The British establishment of Singapore on the Malay Peninsula in 1819 by Sir Stamford Raffles exacerbated tensions between the two nations, especially as the Dutch claimed that the treaty signed between Raffles and the Sultan of Johor was invalid and that the Sultanate of Johor was under the Dutch sphere of influence. Dutch trading rights in British India and former Dutch possessions in the area were also points of contention. In 1820, under pressure from British merchants with interests in the Far East, negotiations to clarify the situation in Southeast Asia started.

Negotiations between Lord Castlereagh, Canning's predecessor, and Fagel started on 20 July 1820. The Dutch were adamant that the British should abandon Singapore, but Castlereagh was unsure exactly how Singapore had even been acquired. At first, only noncontroversial issues such as free navigation rights and the elimination of piracy were agreed upon. Discussions on the subject were suspended on 5 August 1820, and did not resume until 1823, when the commercial value of Singapore was understood by the British.

Negotiations resumed in December 1823, centred around establishment of clear spheres of influence in the region. The Dutch, realising that the growth of Singapore could not be curbed, pressed for an exchange in which they would abandon their claims north of the Strait of Malacca and their Indian colonies in exchange for confirmation of their claims south of the strait, including the British colony of Bencoolen. The final treaty was signed on 17 March 1824 by Fagel and Canning.

The treaty was ratified by the UK on 30 April 1824 and by the Netherlands on 2 June 1824. The ratifications were exchanged at London on 8 June 1824.

==Terms==
- Subjects of the two nations were permitted to trade in territories of British India, British Ceylon, and modern-day Indonesia, Singapore and Malaysia on the basis of "most favoured nation" but had to obey local regulations.
- Fees charged on the subjects and ships of the other nation were limited.
- No further treaties with Eastern states that excluded trade with the other nation were to be made.
- Civil and military forces were not to be used to hinder trade.
- Piracy was to be opposed, no hiding places or protection to pirates were to be provided and the sale of pirated goods was not to be allowed.
- Officials were not allowed to open new offices on East Indies islands without permission from their government in Europe.
- British subjects to be given trade access with the Maluku Islands, in particular with Ambon, Banda, and Ternate.
- The Netherlands ceded all establishments on the Indian subcontinent (Dutch India from 1609) and any rights associated with them.

______________________________

▶ [Exercise 1] According to the text on the 1824 British–Dutch treaty, on what date were the ratifications exchanged in London?
▶ [Exercise 2] Continue the text on the 1824 British–Dutch treaty from the point where it stops.

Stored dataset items
______________________________

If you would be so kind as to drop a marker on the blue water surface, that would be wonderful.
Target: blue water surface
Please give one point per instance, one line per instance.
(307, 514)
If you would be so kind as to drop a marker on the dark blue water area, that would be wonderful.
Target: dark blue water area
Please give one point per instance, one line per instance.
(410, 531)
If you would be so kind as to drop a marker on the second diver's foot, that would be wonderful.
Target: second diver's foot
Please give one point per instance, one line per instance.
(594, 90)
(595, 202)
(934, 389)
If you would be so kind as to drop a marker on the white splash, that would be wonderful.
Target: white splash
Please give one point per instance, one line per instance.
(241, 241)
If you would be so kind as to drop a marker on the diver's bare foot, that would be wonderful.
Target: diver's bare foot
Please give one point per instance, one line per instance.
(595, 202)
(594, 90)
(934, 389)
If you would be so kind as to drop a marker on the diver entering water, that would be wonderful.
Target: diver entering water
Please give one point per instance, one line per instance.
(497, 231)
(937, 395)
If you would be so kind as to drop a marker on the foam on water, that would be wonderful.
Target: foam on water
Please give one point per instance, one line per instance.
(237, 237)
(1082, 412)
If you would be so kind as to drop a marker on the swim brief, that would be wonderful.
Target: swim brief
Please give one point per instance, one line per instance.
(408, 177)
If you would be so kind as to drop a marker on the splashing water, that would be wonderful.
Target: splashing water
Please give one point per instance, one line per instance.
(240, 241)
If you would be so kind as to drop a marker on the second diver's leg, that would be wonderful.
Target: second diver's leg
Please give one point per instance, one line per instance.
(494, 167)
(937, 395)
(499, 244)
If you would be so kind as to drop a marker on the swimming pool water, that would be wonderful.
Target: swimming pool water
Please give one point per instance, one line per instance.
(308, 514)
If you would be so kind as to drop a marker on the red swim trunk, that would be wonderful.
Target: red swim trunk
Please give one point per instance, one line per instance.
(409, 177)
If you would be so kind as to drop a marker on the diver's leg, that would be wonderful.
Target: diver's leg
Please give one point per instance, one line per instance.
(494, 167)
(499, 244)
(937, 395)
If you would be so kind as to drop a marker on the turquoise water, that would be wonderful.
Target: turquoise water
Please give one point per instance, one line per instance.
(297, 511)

______________________________

▶ [Exercise answer 1] 8 June 1824

▶ [Exercise answer 2]
- The UK ceded its factory of Fort Marlborough in Bencoolen (Bengkulu) and all the British possessions on the island of Sumatra to the Netherlands and would not establish another office on the island or make any treaty with its rulers.
- The Netherlands ceded the city and fort of Malacca and agreed not to open any office on the Malay Peninsula or to make any treaty with its rulers.
- The British withdrew its opposition to the occupation of the island of Billiton by the Netherlands.
- The Netherlands withdrew its opposition to the occupation of the island of Singapore by the British.
- The British agreed not to establish any office on the Carimon Islands or on the islands of Batam, Bintan, Lingin, or any of the other islands south of the strait of Singapore, or to make any treaties with the rulers of these places.
- All transfers of property and establishments were to take place on 1 March 1825, with the return of Java to the Netherlands, as according to a Convention on Java of 24 June 1817, was settled, apart from a sum of 100,000 pounds sterling, which was to be paid by the Netherlands in London before the end of 1825.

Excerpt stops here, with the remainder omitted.